_Work request_: From the line that has "Accessibility service: describe the position of every beige" down to the final line of the listing below, transcribe every line exactly, and only those.

_Supplied data_:
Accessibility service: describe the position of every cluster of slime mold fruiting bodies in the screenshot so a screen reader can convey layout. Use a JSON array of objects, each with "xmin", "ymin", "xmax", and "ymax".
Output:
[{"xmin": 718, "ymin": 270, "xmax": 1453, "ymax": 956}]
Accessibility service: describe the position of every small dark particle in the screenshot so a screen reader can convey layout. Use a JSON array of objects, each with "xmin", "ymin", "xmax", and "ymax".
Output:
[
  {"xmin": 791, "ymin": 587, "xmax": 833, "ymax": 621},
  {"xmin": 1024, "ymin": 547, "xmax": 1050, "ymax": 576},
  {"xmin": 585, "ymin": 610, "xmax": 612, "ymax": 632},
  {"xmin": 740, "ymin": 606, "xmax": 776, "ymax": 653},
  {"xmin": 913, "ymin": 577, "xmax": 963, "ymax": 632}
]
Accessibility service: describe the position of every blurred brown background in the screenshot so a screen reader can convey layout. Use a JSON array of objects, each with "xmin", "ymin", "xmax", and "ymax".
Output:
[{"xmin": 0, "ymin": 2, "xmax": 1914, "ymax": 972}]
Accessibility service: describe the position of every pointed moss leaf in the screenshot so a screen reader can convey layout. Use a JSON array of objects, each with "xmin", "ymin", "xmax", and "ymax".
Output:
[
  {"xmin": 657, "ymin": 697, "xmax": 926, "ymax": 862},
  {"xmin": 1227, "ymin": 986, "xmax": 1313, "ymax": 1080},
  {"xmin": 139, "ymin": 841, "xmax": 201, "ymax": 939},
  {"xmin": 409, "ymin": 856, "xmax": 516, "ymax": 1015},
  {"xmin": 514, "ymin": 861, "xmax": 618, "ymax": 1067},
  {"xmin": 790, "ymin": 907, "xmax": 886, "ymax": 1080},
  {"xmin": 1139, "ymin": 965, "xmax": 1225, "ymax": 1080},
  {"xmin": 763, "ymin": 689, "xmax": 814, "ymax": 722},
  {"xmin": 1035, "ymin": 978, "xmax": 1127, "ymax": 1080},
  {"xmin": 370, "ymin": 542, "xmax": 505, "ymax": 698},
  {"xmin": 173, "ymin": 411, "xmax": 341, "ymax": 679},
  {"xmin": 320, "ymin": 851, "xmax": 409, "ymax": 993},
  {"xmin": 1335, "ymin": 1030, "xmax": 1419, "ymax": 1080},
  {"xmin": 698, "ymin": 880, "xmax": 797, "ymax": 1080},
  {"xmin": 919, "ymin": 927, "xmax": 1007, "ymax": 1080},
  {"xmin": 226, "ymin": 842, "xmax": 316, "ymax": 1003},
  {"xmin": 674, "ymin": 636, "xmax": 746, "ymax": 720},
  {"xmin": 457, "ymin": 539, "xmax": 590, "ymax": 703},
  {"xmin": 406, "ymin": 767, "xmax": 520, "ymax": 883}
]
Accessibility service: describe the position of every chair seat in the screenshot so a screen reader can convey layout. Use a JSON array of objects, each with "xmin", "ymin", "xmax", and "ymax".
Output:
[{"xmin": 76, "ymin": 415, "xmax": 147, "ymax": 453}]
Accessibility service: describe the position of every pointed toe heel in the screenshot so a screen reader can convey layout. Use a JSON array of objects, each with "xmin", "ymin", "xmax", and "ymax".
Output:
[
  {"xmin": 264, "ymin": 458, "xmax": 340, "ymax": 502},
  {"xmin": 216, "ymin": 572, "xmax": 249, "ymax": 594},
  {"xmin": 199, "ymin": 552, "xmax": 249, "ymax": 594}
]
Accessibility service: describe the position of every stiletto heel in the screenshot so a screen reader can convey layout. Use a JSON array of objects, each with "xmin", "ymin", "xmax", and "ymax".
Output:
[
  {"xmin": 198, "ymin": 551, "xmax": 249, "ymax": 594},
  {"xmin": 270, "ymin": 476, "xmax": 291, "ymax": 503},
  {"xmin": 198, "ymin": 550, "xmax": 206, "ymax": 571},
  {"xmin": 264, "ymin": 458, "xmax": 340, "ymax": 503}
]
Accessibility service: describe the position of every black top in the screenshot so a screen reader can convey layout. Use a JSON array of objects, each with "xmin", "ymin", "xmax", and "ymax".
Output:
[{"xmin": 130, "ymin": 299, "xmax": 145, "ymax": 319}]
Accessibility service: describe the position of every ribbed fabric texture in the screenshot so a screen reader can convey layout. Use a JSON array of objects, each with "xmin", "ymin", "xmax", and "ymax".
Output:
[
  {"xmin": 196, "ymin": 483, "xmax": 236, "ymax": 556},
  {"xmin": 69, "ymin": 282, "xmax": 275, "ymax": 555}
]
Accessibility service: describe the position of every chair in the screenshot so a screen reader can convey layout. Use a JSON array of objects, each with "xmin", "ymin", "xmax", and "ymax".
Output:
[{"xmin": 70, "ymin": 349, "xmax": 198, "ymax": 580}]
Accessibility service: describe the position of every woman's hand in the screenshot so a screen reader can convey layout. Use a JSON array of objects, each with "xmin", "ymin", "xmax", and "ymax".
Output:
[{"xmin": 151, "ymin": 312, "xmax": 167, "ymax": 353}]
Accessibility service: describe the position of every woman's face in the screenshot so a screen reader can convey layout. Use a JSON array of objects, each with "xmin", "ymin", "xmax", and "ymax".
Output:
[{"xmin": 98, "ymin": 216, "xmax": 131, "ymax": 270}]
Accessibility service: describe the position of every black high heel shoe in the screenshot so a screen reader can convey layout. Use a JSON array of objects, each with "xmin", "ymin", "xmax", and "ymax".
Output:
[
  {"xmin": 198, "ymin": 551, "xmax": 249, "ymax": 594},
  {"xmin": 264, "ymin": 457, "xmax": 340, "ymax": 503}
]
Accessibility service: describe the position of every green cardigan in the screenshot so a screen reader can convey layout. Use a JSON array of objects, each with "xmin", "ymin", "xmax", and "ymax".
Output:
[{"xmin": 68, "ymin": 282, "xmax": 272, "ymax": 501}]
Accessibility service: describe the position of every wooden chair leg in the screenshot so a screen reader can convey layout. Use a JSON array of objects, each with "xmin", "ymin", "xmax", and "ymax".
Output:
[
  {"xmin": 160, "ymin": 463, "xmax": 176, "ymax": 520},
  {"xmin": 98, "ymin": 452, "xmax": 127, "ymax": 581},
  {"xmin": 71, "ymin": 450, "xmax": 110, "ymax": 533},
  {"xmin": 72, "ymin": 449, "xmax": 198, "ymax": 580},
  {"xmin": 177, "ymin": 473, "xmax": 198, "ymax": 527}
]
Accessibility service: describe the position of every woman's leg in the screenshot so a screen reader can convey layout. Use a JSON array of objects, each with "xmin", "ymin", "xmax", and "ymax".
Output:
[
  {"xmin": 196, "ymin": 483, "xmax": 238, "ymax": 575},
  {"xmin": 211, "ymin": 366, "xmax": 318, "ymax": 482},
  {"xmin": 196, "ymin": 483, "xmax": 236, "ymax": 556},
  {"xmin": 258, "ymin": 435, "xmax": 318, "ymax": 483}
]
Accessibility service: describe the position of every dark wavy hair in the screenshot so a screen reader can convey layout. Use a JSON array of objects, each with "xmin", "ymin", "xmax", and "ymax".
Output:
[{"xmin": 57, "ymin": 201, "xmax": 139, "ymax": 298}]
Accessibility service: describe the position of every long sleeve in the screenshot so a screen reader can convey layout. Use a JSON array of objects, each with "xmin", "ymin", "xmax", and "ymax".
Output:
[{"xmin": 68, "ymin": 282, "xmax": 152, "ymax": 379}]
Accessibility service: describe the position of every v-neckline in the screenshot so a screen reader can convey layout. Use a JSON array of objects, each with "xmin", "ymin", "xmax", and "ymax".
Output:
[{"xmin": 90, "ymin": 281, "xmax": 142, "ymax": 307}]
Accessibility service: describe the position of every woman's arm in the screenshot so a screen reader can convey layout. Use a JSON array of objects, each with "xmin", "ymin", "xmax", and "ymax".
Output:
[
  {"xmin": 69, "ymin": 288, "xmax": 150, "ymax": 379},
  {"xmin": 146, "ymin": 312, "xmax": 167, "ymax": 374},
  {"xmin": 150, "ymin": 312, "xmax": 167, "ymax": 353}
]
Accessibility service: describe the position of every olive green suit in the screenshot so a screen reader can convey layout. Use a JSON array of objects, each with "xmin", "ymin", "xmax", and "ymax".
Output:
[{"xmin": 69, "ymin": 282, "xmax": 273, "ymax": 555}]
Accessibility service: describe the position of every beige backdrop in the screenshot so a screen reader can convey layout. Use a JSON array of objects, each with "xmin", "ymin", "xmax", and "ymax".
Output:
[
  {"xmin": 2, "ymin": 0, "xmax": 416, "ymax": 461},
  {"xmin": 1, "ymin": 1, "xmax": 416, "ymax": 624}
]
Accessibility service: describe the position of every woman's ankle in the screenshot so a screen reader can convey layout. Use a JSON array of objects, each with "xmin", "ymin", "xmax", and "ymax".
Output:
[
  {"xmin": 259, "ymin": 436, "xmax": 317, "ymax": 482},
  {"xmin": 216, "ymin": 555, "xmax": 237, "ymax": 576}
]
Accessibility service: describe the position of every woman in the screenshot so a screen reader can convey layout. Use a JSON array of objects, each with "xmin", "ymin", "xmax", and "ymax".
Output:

_Task answer_:
Accessibility service: describe the position of every beige backdrop in the screenshot so a screen reader can convey layout. Use a JSON array of objects, each with "xmin", "ymin", "xmax", and "ymax".
Output:
[
  {"xmin": 2, "ymin": 0, "xmax": 416, "ymax": 461},
  {"xmin": 1, "ymin": 1, "xmax": 416, "ymax": 624}
]
Accessibility service: describe the position of every woman's ankle in the screenshot so a screen reader can convey layout. Use a JSON array of objects, each with "xmin", "ymin", "xmax", and "ymax".
Output:
[
  {"xmin": 259, "ymin": 436, "xmax": 317, "ymax": 482},
  {"xmin": 216, "ymin": 555, "xmax": 237, "ymax": 576}
]
Accessibility service: describe the position of every woman in the screenshot so a screen reader can convey layout. Use a JSON array of objects, each with "xmin", "ymin", "xmax", and "ymax".
Output:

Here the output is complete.